§ WHAT YOU WILL DO:
#1 According to the article about Intel's internal IT, how many data centers did Intel have spread around the world last year?
#2 From the article about Intel's internal IT, write out the passage that begins with the words "Chipzilla's data center" and ends with "processors for servers.".

§ EXCERPT TO READ:
════════

Chipzilla's data center queen gives peek into internal IT

You could say that Diane Bryant, the new general manager of Intel's Data Center and Connected Systems group, which makes server, storage, and networking chips and the platforms that employ them, was lucky in that she took over the job just as the chip giant was getting ready to launch its Xeon E5-2600 workhorse processors for servers.

Bryant would be the first to agree with anyone who said that – and did in fact say so at a lunch she hosted in New York for IT journos.

In a wide-ranging conversation on Thursday, Bryant was peppered with questions and didn't really get a chance to eat much of her salad and salmon. But she did concede that it was "wonderful to come into a new job and have this 'Wow!' event."

While the debut of the Xeon E5s only six weeks after she took over the group was fortuitous, perhaps even more important for Bryant – and for the future of Intel in the data center – is the fact that she was Intel's own CIO for the prior four years.

"I am so much better prepared for this job," Bryant said, and then was asked a slew of questions, first about Intel's internal IT department, and then about what is going on out there in x86 server land.

Intel has over 100,000 employees, and around 6,400 of them work in IT, she explained. The company generally spends somewhere between 2.7 and 2.8 per cent of total revenue on IT operations – which is not particularly high for a high-tech company – and aims to get that down to 2.6 per cent.

Intel has a slew of systems running its business, including a grid of around 45,000 servers spread across its research facilities that is used for chip design.

Intel Server GM Diane Bryant

Intel Data Center and Connected Systems GM Diane Bryant

The company has two big data centers – one in Folsom, California and the other in Hillsboro, Oregon – and last year had a whopping 147 data centers spread out around the world. Under Bryant's direction, the company did a massive data-center consolidation last year, while at the same time converting its systems to a private, virtualized cloud, cutting the data centers down to 87. The goal is to get it down to 53 by the end of this year – and while that sounds like a high number, it isn't once you see why.

First of all, every chip-design center has some local processing capacity because of latency issues. And every one of Intel's seven chip fabs has two data centers that house redundant home-grown apps that run the wafer-baking operations. Only the paranoid CIO survives at Intel because, as Bryant put it, "if a fab goes down at Intel, you are fired."

The assembly and test operations also have their own data centers. And of course, Intel also has data centers to run back-office systems.

And no, Bryant won't divulge what cloud fabric or back-office applications it uses, because "it loves all of its partners." In general, any of the design systems run Linux and any back-office systems run Windows.

By the way, that internal cloud can provision compute, storage, or networking resources in under an hour.

════════

§ DATASET EXTRACT:
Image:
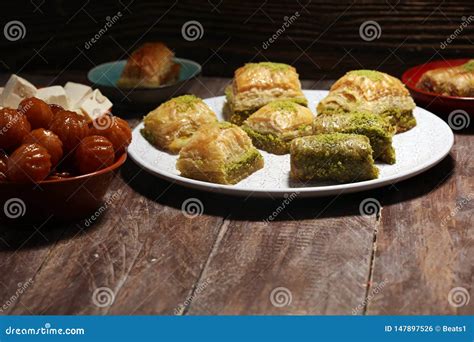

════════

§ PER-TASK OUTPUTS:
#1 147

#2
Chipzilla's data center queen gives peek into internal IT

You could say that Diane Bryant, the new general manager of Intel's Data Center and Connected Systems group, which makes server, storage, and networking chips and the platforms that employ them, was lucky in that she took over the job just as the chip giant was getting ready to launch its Xeon E5-2600 workhorse processors for servers.